EXERCISE REQUIREMENTS. In the listing below, locate the line that contains "Query: beard" and the line that contains "Query: grass". Restate word for word those two lines and every line between them, and nothing else.

SOURCE INFORMATION.
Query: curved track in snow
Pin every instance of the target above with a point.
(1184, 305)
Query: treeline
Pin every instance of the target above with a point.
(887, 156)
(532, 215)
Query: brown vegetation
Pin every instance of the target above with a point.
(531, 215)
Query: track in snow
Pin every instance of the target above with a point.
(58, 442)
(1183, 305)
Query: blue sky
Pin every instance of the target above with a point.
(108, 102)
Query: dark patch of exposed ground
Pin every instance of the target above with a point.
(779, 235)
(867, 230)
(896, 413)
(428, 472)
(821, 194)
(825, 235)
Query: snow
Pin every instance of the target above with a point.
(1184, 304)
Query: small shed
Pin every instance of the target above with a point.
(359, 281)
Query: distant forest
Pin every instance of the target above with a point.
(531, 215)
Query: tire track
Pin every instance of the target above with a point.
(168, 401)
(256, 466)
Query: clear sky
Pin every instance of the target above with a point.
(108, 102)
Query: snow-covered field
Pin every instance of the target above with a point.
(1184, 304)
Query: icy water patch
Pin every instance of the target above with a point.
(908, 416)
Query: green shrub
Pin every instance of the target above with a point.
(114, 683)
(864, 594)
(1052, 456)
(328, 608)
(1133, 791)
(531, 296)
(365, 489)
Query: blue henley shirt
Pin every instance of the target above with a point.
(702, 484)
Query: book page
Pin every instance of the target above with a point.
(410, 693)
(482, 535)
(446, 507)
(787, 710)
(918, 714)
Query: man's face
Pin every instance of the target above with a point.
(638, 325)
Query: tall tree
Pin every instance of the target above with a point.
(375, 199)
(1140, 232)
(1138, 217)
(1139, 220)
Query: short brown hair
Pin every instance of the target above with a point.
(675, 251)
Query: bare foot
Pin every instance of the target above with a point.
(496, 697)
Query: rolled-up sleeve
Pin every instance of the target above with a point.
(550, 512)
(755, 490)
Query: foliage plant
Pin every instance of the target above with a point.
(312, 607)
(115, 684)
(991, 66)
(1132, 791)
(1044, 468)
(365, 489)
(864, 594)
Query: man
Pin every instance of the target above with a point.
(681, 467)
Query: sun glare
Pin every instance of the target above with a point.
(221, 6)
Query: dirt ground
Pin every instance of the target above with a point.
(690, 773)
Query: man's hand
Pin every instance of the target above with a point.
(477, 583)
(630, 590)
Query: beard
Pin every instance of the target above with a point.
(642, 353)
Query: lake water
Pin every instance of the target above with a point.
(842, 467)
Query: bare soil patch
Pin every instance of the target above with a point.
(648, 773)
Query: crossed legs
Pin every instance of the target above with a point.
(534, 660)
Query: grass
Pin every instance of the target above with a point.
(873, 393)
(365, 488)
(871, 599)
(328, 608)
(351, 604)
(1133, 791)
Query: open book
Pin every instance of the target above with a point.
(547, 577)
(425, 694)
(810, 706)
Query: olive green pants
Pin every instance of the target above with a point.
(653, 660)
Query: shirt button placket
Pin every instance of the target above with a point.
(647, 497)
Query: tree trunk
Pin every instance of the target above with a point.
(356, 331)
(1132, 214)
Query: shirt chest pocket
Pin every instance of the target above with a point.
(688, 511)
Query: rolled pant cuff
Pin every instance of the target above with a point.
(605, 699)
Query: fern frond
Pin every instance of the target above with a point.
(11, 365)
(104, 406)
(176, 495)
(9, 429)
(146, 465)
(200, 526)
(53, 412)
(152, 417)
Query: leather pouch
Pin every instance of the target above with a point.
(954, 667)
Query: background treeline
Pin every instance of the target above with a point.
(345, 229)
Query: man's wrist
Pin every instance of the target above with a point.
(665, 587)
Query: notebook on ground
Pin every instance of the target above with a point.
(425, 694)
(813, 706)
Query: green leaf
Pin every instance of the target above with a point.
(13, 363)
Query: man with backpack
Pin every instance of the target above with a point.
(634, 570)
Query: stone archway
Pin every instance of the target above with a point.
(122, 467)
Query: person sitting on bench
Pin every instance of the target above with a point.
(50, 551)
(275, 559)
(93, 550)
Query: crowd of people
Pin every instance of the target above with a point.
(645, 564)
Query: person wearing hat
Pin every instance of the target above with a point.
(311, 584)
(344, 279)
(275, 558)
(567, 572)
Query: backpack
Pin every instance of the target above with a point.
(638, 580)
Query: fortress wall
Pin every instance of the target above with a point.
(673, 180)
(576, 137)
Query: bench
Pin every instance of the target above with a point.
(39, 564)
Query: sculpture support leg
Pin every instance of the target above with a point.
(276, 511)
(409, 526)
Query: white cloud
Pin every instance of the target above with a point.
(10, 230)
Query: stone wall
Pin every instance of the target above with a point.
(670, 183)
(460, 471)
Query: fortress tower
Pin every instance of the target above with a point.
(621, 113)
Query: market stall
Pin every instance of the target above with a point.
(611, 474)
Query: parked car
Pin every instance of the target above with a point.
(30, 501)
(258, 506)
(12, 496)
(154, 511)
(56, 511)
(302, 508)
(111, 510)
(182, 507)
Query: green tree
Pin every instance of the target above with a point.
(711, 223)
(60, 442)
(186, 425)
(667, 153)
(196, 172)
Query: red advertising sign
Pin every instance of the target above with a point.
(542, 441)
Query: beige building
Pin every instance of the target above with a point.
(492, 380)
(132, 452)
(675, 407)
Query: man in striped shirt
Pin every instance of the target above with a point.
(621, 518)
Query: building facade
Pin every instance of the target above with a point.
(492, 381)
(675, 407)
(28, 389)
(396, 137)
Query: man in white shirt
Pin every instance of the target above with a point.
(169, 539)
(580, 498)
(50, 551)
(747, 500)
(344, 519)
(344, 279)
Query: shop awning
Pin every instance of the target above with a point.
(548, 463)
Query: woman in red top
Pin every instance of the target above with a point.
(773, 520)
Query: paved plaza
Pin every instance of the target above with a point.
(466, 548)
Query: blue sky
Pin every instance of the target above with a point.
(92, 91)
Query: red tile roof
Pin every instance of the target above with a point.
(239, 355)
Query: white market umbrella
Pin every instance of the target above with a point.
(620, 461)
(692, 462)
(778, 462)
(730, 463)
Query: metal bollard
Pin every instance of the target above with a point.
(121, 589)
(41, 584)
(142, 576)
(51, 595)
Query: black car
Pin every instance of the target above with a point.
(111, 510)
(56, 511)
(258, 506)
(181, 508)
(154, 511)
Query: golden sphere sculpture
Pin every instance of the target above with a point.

SOLUTION.
Query: beard
Pin every instance of the target above with a point.
(642, 353)
Query: lake water
Pin every instance of the target above with a point.
(842, 467)
Query: bare soil patch
Pin every instance of the target above with a point.
(648, 773)
Query: crossed legs
Pin every instance of the target above with a point.
(534, 660)
Query: grass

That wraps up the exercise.